The problem: Set down the entries again word for word, without any of the images.

Excerpts from a dataset:
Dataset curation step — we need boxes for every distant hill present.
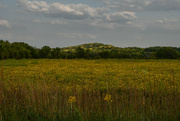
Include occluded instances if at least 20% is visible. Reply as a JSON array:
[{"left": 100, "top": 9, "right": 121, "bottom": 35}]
[
  {"left": 61, "top": 43, "right": 118, "bottom": 52},
  {"left": 61, "top": 42, "right": 180, "bottom": 55}
]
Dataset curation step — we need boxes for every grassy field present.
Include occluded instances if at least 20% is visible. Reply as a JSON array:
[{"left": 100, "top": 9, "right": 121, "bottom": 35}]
[{"left": 0, "top": 59, "right": 180, "bottom": 121}]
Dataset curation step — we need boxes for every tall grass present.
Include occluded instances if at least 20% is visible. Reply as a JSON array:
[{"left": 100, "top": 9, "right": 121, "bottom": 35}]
[{"left": 0, "top": 59, "right": 180, "bottom": 121}]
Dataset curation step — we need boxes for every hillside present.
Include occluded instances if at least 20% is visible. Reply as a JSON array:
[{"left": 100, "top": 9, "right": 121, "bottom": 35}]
[{"left": 61, "top": 43, "right": 117, "bottom": 52}]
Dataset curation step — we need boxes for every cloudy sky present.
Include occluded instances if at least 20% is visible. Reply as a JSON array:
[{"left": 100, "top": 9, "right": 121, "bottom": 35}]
[{"left": 0, "top": 0, "right": 180, "bottom": 48}]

Result of the task:
Dataset curation step — we need boxes for every distant hill present.
Include occluded instances if at least 20% is visible. Reply as a JSON array:
[{"left": 100, "top": 9, "right": 121, "bottom": 35}]
[
  {"left": 61, "top": 43, "right": 118, "bottom": 52},
  {"left": 61, "top": 42, "right": 180, "bottom": 55}
]
Dataset curation step — we need boxes for every grassy field present.
Include occluded instances if at least 20% is visible. Reply as a JSON array:
[{"left": 100, "top": 9, "right": 121, "bottom": 35}]
[{"left": 0, "top": 59, "right": 180, "bottom": 121}]
Dataset curation step — we need boxes for every tall grass present.
Include occluded instances if at least 20% is visible. Reply as a JSON array:
[{"left": 100, "top": 9, "right": 121, "bottom": 35}]
[{"left": 0, "top": 59, "right": 180, "bottom": 121}]
Dataset curation step — we need boxes for every hillside present.
Include occluded instances if at least 20% is visible. Reply as a JSON array:
[{"left": 100, "top": 9, "right": 121, "bottom": 35}]
[{"left": 61, "top": 43, "right": 117, "bottom": 52}]
Dataset curation step — we need boxes for every cloudy sky present.
Include occluded instances if at least 20% is visible. Reply as a JSON array:
[{"left": 100, "top": 9, "right": 121, "bottom": 35}]
[{"left": 0, "top": 0, "right": 180, "bottom": 48}]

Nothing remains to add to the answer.